- _GOAL OF THE EXERCISE_
Your task is to write out every line of the data exactly. Drop the pictures.

Dataset entries:
╭──

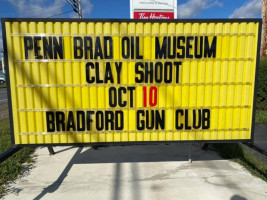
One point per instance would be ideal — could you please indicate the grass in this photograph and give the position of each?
(2, 85)
(261, 117)
(12, 167)
(237, 153)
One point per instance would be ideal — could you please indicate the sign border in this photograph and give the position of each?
(3, 20)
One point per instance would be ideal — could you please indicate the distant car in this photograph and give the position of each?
(2, 80)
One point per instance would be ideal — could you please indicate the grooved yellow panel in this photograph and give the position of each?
(131, 81)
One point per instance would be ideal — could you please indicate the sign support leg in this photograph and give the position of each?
(205, 146)
(51, 150)
(9, 153)
(190, 154)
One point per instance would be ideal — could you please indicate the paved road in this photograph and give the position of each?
(3, 95)
(157, 172)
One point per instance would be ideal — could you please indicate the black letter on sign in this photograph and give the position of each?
(119, 118)
(206, 119)
(87, 68)
(60, 120)
(88, 46)
(179, 46)
(58, 47)
(78, 47)
(200, 47)
(160, 52)
(80, 116)
(109, 119)
(28, 45)
(37, 48)
(125, 51)
(89, 120)
(48, 48)
(177, 126)
(137, 71)
(210, 51)
(50, 123)
(112, 95)
(108, 74)
(140, 126)
(99, 122)
(189, 46)
(71, 123)
(108, 40)
(98, 48)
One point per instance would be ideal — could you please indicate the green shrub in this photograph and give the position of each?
(261, 103)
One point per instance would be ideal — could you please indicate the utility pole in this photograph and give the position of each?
(264, 30)
(80, 9)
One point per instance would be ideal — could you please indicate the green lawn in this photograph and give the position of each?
(2, 85)
(237, 153)
(11, 167)
(261, 117)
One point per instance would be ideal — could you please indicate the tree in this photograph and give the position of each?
(264, 24)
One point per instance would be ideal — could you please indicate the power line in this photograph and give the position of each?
(60, 14)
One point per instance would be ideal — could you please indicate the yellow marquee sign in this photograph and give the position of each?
(111, 81)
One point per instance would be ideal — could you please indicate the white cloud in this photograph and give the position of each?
(251, 8)
(37, 8)
(45, 8)
(192, 7)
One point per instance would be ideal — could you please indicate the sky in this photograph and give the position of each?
(121, 9)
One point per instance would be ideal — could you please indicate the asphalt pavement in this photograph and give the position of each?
(3, 95)
(157, 172)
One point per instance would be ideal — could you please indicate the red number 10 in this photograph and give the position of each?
(153, 96)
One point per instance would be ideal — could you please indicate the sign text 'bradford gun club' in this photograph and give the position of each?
(131, 81)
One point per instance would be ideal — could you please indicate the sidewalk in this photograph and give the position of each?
(136, 172)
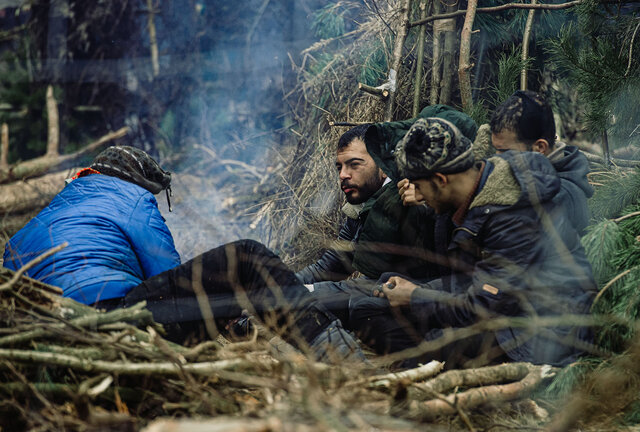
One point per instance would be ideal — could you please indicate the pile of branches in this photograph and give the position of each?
(67, 366)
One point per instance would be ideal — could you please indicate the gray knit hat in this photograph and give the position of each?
(433, 145)
(133, 165)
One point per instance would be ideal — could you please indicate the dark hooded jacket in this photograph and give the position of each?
(515, 254)
(384, 235)
(572, 169)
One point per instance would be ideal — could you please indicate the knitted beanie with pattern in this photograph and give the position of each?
(433, 145)
(133, 165)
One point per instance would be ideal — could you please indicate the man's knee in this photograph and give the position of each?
(363, 308)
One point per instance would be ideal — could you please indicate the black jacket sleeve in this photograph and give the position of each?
(335, 264)
(499, 285)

╰──

- _THE ANSWER_
One point per instance would be ideal — could you please indicate the grass in this photograph and give the position of each?
(2, 85)
(261, 117)
(12, 167)
(237, 153)
One point per instance would be ideal — could you please indicate the sign border in this photograph and give the position of each?
(3, 20)
One point per instance would be ideal — could you please indicate the distant car in this photograph and give the position of each?
(2, 80)
One point per instance would be ideal — could you please indicate the grooved yellow panel in this photograph and give the position of each?
(131, 81)
One point per instance would be ideal — could you please indicate the sign support leg in this photograph and give the position of each?
(205, 146)
(51, 150)
(9, 153)
(190, 154)
One point per instance would be ideal — could you please indicate the paved road in this photograph and give the position of each?
(3, 95)
(157, 172)
One point per instance would be ideal — could you please indicate the black letter on sign in this photograph and give the position of each?
(119, 118)
(206, 119)
(87, 68)
(60, 120)
(88, 46)
(179, 46)
(58, 47)
(78, 47)
(200, 47)
(160, 52)
(80, 116)
(109, 119)
(28, 45)
(37, 48)
(125, 51)
(89, 120)
(48, 48)
(177, 126)
(137, 71)
(210, 51)
(50, 123)
(112, 95)
(108, 74)
(140, 126)
(99, 122)
(189, 46)
(71, 123)
(108, 40)
(98, 48)
One point per instance would be ideal — could you please indicate the green shrub in this photograph and give the position of each?
(261, 103)
One point per instance would be ideal — could you please indicate the utility pole in this photograph and give the position of each?
(264, 30)
(80, 9)
One point per instance would be ideal — could you please indicate the green lawn in this photograph and give the position of each?
(2, 85)
(237, 153)
(11, 167)
(261, 117)
One point per instance would be ideal — could you please indicate the tree in this photograph and give the position of each?
(264, 24)
One point per instance would be ideal — could you please indicate the power line in this photograph and give the position of each?
(60, 14)
One point per instance would be ideal — could you please indicate the yellow marquee sign in this photograph and give the position of each?
(111, 81)
One point per instance would be ideal — could you please indicate the white cloud in this photograph and give the position of each?
(251, 8)
(37, 8)
(45, 8)
(192, 7)
One point per instance would be ideal — could you please indicate the sky in this photograph and give the position of each?
(121, 9)
One point per instance would be ideal — could you please indicate the asphalt pavement in this photograph and give the position of each?
(3, 95)
(157, 172)
One point per instance would be ideal — could you please indicate the red number 10 in this photograph and give the position of each?
(153, 96)
One point per instance would be ideal — could you please indicate the sign text 'bradford gun club' in this photograph and give the position of each?
(131, 81)
One point per instance would be ideal — could you please indicate the sidewalk in this photograph and give the position of each?
(136, 172)
One point per instance would be ideal — could you please indicate the pile of branches in this photograph and give the position of each?
(67, 366)
One point per instance would be ideal — could you please indicate the gray knit hat in this photograph and give the position of each?
(433, 145)
(133, 165)
One point per instance would be ideal — could you please indicate the dark hooded jacket in this photograph and give the position of each?
(515, 254)
(384, 235)
(572, 169)
One point per instance would be ideal — could you please indicate the knitted beanie with pattern in this photograph and give the position of each?
(433, 145)
(133, 165)
One point per instance would be ideal — could you please indicate the man's knee in this photograph and give the position of each?
(363, 308)
One point per instance would be ideal — could you please indicate the black jacket sleeve in this photograph and give the position of each?
(335, 264)
(499, 285)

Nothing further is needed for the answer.